# [Directions for this task]
Can you rewrite the lines from the one with "135, 761, 514]]." to the one with "[[507, 128, 528, 160]]", putting "snug boxes" in place of "tight boxes" and keeping everything else the same? Give back only those lines.

# [Given records]
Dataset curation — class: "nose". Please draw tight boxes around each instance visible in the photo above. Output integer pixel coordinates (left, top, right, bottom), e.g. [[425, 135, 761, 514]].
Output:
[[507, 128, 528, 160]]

...

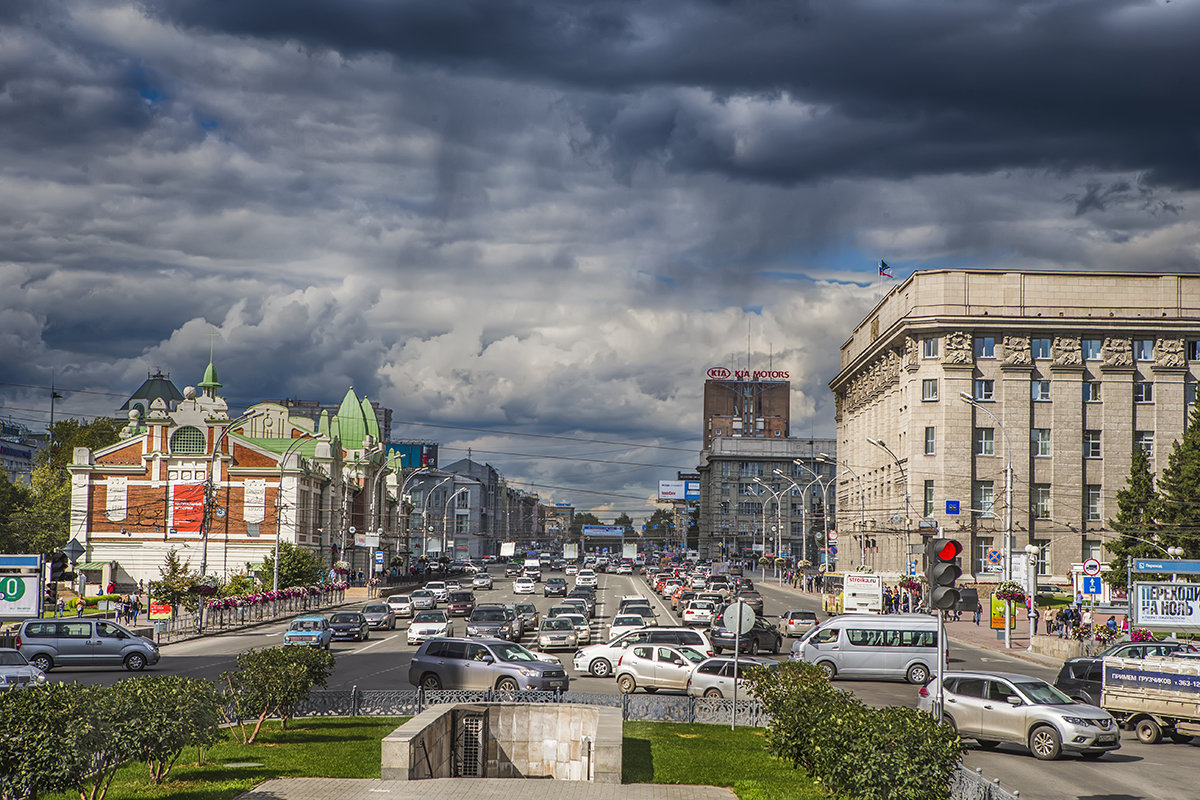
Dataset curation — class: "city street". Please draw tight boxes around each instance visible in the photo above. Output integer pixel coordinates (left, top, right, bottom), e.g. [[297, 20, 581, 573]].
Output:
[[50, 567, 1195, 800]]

==

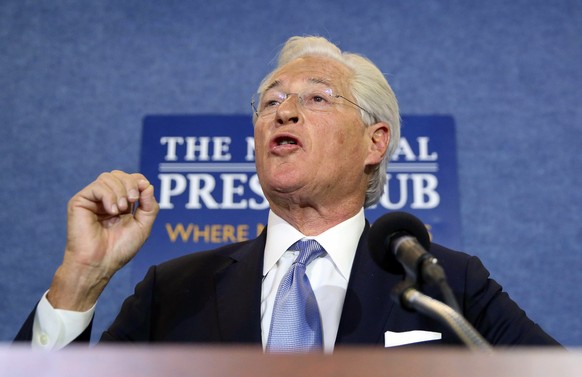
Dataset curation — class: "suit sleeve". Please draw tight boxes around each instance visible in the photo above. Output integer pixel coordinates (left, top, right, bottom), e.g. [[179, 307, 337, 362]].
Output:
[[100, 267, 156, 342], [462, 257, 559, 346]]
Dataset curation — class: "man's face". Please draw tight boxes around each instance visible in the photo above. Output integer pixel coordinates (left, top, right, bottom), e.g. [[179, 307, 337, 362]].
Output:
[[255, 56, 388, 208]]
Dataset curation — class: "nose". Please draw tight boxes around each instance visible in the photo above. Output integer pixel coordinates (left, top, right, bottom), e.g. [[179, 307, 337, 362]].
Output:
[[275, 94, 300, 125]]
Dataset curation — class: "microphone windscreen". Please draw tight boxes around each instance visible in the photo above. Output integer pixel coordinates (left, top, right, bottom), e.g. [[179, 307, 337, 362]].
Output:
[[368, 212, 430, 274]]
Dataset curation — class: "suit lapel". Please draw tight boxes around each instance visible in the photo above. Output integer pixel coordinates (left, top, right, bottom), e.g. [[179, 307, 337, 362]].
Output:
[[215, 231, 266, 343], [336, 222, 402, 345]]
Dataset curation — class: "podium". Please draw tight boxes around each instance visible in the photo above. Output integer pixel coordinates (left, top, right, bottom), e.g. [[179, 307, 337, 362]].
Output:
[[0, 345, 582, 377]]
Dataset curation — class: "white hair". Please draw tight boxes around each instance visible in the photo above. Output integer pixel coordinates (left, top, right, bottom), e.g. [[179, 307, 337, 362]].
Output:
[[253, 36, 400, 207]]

# [Solution to this task]
Dataset curation — class: "nose". Please draw snug boxes around each instance visible in the photo above. Output integer pixel coordinates (left, top, right, bottom), e.g. [[425, 135, 761, 514]].
Output:
[[507, 128, 528, 160]]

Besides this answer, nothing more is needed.